(Lines of data)

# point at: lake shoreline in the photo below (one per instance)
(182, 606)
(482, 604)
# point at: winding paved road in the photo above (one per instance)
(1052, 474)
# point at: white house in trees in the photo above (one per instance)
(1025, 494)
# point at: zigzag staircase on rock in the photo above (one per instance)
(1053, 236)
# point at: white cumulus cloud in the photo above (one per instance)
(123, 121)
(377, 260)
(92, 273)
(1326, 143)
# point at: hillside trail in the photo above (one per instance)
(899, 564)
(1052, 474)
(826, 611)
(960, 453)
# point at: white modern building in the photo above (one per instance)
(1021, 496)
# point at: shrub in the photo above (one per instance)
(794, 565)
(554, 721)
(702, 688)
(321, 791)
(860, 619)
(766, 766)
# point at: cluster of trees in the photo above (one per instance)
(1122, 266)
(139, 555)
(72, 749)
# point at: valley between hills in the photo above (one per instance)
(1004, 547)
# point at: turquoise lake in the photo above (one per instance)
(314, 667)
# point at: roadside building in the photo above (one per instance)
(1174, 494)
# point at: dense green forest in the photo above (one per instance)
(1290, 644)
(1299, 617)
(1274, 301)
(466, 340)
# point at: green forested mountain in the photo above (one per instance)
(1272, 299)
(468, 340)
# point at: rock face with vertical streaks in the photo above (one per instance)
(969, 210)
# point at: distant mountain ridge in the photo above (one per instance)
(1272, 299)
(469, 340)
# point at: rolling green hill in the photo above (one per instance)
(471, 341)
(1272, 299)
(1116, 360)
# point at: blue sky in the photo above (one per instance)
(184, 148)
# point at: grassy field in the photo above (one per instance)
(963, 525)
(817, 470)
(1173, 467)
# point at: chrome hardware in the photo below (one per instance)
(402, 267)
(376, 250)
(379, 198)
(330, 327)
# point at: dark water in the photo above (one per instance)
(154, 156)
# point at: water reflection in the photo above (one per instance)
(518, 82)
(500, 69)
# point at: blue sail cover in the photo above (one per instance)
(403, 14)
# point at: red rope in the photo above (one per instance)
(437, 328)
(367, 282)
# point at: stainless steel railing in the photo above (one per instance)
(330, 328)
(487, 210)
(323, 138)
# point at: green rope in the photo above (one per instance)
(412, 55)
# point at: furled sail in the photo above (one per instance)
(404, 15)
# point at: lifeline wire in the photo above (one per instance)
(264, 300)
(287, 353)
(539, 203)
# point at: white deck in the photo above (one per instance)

• [Instructions for the task] Print the lines of data exactly, starting at the line that contains "# point at: winding" and ending at the line that contains "(1116, 360)", with both of those lines included.

• [Exercise answer]
# point at: winding paved road in the photo above (one per instance)
(1052, 474)
# point at: white house in trees in the photo above (one per instance)
(1025, 494)
# point at: zigzag staircase on rock in the photo above (one per instance)
(1053, 236)
# point at: white cumulus cloud in the photo above (one per instance)
(123, 121)
(377, 260)
(92, 273)
(1326, 143)
# point at: hillside trail in the photo above (one per instance)
(899, 564)
(1052, 474)
(826, 611)
(960, 453)
# point at: white modern building in the photo above (one per instance)
(1021, 496)
# point at: shrub in the photo above (one per instance)
(794, 565)
(554, 721)
(702, 688)
(321, 791)
(860, 619)
(766, 766)
# point at: cluster of trees in the photo above (one per instance)
(1122, 266)
(139, 555)
(72, 749)
# point at: valley between hills in the photo above (one per instance)
(1004, 547)
# point at: turquoise lake in the photo above (one per instance)
(314, 667)
# point at: roadside building in the photo above (one per instance)
(1174, 494)
# point at: dense green forest in the photo above (one per instance)
(1290, 644)
(1299, 617)
(1274, 301)
(466, 340)
# point at: green forested mountain in the photo above (one per instance)
(1272, 299)
(468, 340)
# point at: rock face with vertical streaks in the photo above (one per instance)
(969, 210)
# point at: distant mountain ridge in the photo above (one per instance)
(1272, 299)
(469, 340)
# point at: rolling green hill in the photo above (one per instance)
(471, 341)
(1272, 299)
(1116, 360)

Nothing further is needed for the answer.